Finance · Analytics · Communication
Finance Student & Entrepreneur
Finance student at UT Dallas with a 3.87 GPA. I've spent the last few years building businesses, working in the real world, and figuring things out on my own. Take a look at what I've been working on.
Get to Know Me
I'm a Finance student at UT Dallas. Outside of school there's a lot going on — here's a bit of who I am.
Projects
Founded in November 2024, this independent venture applies rigorous statistical analysis to high-volume, probability-based decision environments. I built Python-based automation workflows to improve execution consistency, developed simulation models to evaluate expected value and variance across repeated transactions, and implemented capital allocation and risk management frameworks to manage volatility and optimize long-term performance. Within one year the venture generated over $2,000,000 in cumulative transaction volume across a roster of 6 active clients. For each client I build a fully bespoke Excel tracking system — logging sessions, modeling return rates, calculating tax exposure, and delivering clear performance reporting. The sample data below represents a single client's performance dashboard over 142 days.
Python automation, statistical simulation, expected value modeling, variance analysis, capital allocation strategy, Excel dashboard design, client reporting, and risk management. This venture represents the direct application of my Finance education to a real, self-directed, revenue-generating operation — built from scratch with no outside capital and scaled to 6 clients within the first year.
As a social media freelancer for Porsche Austin, I produced short-form video and photo content showcasing pre-owned Porsche inventory. Working directly with the sales team to select vehicles and confirm specification details, I created posts designed to convert viewer attention into qualified buyer inquiries. Content was published collaboratively through my personal TikTok platform @sync.reviews, where I had already built an audience and content infrastructure — making it a natural distribution channel for dealership inventory content.

== What you have to do ==
According to the portfolio, through which TikTok account was the Porsche Austin content published? The entries after this aren't needed.

== Material ==
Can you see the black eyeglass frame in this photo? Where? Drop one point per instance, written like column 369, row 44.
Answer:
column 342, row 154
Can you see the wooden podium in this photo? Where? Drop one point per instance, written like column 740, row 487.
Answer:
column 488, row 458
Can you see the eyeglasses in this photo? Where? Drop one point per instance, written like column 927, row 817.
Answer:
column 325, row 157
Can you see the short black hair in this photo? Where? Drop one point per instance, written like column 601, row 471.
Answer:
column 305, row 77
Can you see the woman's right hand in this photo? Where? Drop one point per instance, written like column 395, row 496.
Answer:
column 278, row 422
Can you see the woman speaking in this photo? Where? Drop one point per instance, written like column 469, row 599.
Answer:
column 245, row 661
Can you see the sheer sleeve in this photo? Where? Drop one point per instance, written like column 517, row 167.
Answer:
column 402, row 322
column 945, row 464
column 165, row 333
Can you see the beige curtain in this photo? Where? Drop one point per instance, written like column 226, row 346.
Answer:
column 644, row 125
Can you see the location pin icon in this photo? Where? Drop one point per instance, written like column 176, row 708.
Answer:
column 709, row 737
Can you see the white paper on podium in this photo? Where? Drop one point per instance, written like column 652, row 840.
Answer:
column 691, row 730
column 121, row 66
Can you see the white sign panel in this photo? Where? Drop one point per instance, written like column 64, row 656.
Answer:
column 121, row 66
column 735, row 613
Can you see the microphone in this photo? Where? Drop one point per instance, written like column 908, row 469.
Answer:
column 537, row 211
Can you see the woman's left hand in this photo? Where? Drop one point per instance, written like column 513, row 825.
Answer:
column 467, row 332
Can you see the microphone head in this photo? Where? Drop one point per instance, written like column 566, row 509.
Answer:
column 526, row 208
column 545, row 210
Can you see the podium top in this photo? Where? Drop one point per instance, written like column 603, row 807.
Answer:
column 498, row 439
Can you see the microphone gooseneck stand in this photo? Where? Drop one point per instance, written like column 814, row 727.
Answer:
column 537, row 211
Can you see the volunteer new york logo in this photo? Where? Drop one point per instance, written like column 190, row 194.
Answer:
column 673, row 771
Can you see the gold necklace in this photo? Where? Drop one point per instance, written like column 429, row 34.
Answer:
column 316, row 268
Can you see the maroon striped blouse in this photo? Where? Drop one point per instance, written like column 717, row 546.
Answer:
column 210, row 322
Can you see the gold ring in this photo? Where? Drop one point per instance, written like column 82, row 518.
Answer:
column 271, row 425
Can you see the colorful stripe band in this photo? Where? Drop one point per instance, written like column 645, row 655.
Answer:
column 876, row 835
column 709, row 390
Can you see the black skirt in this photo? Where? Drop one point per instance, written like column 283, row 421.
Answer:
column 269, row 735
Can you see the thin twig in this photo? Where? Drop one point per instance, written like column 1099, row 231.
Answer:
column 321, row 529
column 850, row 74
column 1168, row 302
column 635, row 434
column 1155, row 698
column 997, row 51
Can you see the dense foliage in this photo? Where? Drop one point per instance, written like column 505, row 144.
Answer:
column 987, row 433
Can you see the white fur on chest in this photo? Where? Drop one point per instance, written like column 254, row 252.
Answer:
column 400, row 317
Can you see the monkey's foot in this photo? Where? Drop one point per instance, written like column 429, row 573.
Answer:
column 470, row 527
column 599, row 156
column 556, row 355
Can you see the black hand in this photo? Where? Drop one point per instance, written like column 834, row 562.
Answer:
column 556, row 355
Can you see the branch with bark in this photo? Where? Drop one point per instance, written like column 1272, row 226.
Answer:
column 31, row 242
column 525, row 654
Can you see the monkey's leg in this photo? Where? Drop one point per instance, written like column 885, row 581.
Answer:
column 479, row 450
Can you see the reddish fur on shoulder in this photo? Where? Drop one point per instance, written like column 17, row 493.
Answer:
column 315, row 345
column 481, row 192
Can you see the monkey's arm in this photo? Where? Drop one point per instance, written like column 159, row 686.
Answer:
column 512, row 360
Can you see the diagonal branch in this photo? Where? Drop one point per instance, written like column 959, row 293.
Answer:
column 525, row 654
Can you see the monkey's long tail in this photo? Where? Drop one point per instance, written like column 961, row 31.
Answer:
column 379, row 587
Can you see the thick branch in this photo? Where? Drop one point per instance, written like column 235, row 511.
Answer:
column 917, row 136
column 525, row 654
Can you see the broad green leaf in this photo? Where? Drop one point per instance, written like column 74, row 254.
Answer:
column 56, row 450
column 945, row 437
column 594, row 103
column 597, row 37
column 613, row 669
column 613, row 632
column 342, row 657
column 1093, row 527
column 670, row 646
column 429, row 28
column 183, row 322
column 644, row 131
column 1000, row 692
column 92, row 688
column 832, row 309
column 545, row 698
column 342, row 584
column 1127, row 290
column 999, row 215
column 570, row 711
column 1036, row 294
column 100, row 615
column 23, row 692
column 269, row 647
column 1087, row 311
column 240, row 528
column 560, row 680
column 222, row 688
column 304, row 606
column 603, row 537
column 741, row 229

== Exercise answer ==
@sync.reviews